THE TASKS.
- 1) According to the robin blog post, how long did the second fledgling stay perched in the bush by the east fence?
- 2) From the robin blog post, copy the passage that opens with the words containing "It was such a thrill to watch" and closes with "are, I imagine.)".

TEXT EXTRACT.
My last blog (Part 3 of the robin story) left off on July 12. One of the babies fledged on July 11, and the second one still hadn’t fledged by early evening on July 12. But on the morning of July 13, the nest was empty. The second robin had fledged sometime after 7 pm on the 12th! Where was he? (BTW – to keep things simple I’m calling all the robins “hims” – please, no offense ladies.)

I heard him first – in a bush up against our east fence. Here, I captured a photo of him:

July 13, 11:25 am

He stayed perched in that bush for over six hours, his parents flying to him to feed him. The other baby showed up on the west side of our yard. Boy those parents were busy. I fear this may be the last I saw of this little bird, as the next day and all the days going forward we saw only one baby robin.

It was such a thrill to watch this robin family. The fledglings chase after their parents and beg for food – the parents continue feeding them for one to three weeks! (Largely depending on how busy the parents are, I imagine.)

Here is a video I took of our little baby – begging for food and stalking his daddy (ha) – on July 20, 8 days after he fledged:

The family hung together. Whenever I’d see one robin in the back yard I’d look for the rest of them, because the parents were never far away from their little one.

Most baby robins die their first year. It was such a thrill to spot our little baby, knowing he made it through another day, as if he pulled a coup! You could spot him from a distance because of his breast – not orange but a distinctive speckled, almost glowing, brown breast.

There he is! Perched on our birdbath on August 2.

Look at me! So brave

And one of his parents was right above him, coaching him, you can do it! Take a dip!

I got to where the first thing I would do every morning was look for the robins, clean out and refill the birdbath. The robins sure knew how to take a bath, flipping their wings and tail feathers. It was wonderful to clean and fill the bath, and then watch them hop in and indulge themselves thoroughly. Robins know how to live. Work hard, play hard. Work as a team. Take good care of each other, nurture, feed, and mentor the young.

Into September we started seeing six or more robins in our back yard at one time. We’d run the sprinklers and a large group would be out there scavenging, cleaning up the ‘debris’ that had been washed up out of the lawn. A robin landed on the bird bath and was chased off! Our family was protecting their territory.

But then one morning, Monday, September 22, no robins. What? Where were they? Perhaps scavenging in a neighbor’s lawn three doors down? Surely they’ll return. David, Megan and I took a long walk through our neighborhood, into Rose Hill Cemetery where we always see gobs of robins. We didn’t see a one.

Dataset excerpt
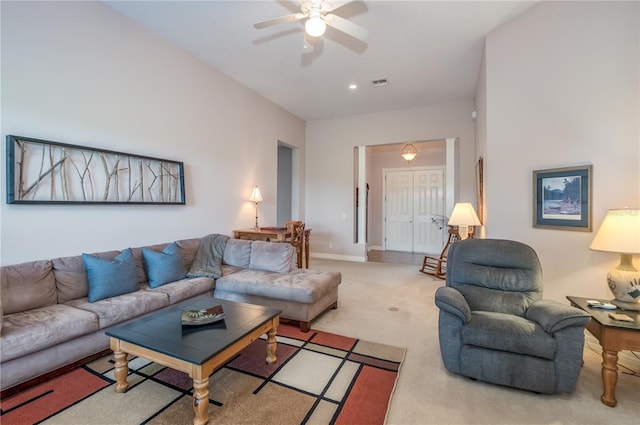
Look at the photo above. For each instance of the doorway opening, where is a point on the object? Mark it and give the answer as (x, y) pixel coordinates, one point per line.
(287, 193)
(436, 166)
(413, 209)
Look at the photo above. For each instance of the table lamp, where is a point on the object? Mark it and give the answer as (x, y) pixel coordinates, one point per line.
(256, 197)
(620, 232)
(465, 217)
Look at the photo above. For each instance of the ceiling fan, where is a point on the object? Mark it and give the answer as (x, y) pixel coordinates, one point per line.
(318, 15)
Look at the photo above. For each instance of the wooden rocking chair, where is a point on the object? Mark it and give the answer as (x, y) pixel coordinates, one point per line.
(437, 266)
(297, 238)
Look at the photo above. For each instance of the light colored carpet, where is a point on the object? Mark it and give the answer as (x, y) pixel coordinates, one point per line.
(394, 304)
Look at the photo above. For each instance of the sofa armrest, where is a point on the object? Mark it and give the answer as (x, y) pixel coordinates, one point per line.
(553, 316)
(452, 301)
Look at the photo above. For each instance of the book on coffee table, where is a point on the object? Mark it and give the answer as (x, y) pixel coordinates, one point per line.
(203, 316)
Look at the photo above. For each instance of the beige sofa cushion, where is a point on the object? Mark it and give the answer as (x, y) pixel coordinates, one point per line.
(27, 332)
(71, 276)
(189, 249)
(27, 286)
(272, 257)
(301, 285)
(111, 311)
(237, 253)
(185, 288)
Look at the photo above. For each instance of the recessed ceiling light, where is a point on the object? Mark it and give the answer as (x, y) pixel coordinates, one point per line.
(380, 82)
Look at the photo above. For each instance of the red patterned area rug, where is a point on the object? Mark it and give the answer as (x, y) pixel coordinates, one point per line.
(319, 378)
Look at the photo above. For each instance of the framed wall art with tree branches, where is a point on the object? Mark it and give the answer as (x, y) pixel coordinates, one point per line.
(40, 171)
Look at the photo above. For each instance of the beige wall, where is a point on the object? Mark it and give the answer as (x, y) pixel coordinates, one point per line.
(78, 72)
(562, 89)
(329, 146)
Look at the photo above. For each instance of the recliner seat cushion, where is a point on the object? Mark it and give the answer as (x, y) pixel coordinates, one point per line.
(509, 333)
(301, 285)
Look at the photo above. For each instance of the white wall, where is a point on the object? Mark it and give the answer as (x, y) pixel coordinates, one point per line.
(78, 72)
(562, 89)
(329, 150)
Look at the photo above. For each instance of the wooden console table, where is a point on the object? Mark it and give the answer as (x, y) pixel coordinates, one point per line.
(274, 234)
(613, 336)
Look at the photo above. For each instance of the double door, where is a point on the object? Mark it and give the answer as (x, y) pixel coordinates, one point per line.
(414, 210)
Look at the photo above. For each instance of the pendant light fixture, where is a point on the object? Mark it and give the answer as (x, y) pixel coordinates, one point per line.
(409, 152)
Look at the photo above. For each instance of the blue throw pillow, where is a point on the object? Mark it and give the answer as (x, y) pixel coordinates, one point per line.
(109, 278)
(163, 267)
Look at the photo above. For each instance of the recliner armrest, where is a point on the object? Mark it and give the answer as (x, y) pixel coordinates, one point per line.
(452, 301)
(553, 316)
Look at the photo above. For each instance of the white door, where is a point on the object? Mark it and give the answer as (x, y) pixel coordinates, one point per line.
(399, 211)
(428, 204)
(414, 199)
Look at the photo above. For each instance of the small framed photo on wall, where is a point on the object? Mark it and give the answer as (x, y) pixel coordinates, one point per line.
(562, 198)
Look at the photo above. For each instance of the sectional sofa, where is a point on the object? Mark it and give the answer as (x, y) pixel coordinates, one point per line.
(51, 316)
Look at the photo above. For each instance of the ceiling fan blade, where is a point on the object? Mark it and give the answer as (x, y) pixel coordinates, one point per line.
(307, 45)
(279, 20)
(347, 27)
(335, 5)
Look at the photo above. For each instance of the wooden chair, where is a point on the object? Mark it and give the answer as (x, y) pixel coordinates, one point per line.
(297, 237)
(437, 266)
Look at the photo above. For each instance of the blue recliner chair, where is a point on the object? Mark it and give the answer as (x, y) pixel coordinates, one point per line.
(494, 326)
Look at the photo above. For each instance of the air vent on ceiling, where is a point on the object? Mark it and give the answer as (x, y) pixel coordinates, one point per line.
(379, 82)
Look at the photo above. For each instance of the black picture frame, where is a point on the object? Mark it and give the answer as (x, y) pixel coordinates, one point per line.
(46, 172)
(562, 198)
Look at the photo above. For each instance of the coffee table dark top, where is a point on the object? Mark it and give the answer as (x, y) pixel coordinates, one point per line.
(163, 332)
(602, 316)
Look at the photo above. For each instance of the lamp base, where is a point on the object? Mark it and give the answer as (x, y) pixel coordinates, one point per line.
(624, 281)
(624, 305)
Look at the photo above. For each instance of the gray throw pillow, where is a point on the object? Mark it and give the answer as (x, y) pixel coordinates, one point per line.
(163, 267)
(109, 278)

RESULTS FOR EACH TASK.
- 1) Over six hours.

- 2)
It was such a thrill to watch this robin family. The fledglings chase after their parents and beg for food – the parents continue feeding them for one to three weeks! (Largely depending on how busy the parents are, I imagine.)